### Task brief
Without the pictures, return each record as it appears.

[Items from a data source]
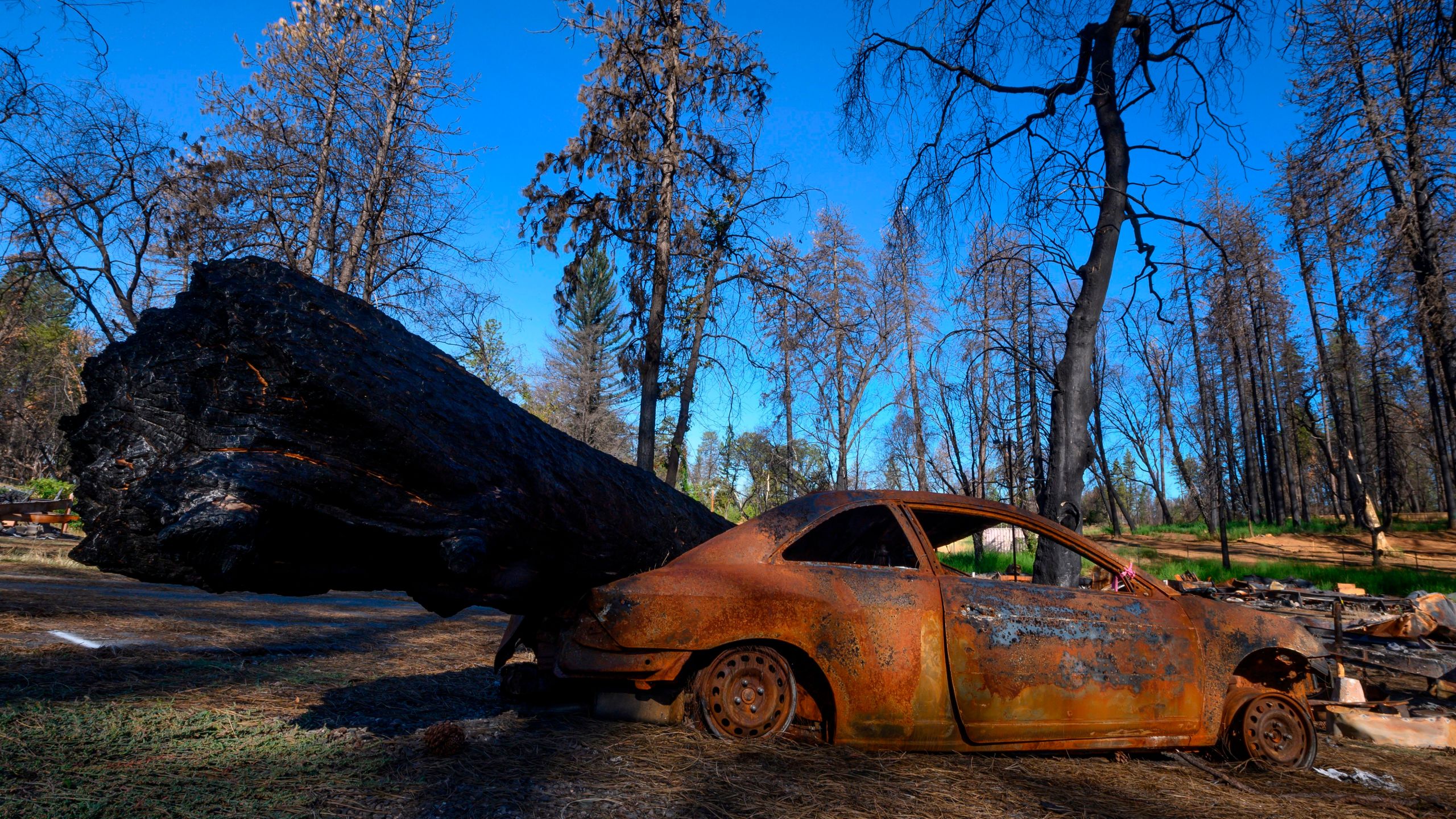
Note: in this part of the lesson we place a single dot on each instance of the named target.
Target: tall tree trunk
(787, 351)
(399, 84)
(1070, 449)
(913, 379)
(667, 161)
(685, 394)
(321, 184)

### Solution to the problem
Note: in this part of the lesson we place a single dot on each instance of the named target.
Target: tall tree trunk
(787, 351)
(399, 84)
(1070, 449)
(913, 379)
(667, 161)
(685, 394)
(321, 184)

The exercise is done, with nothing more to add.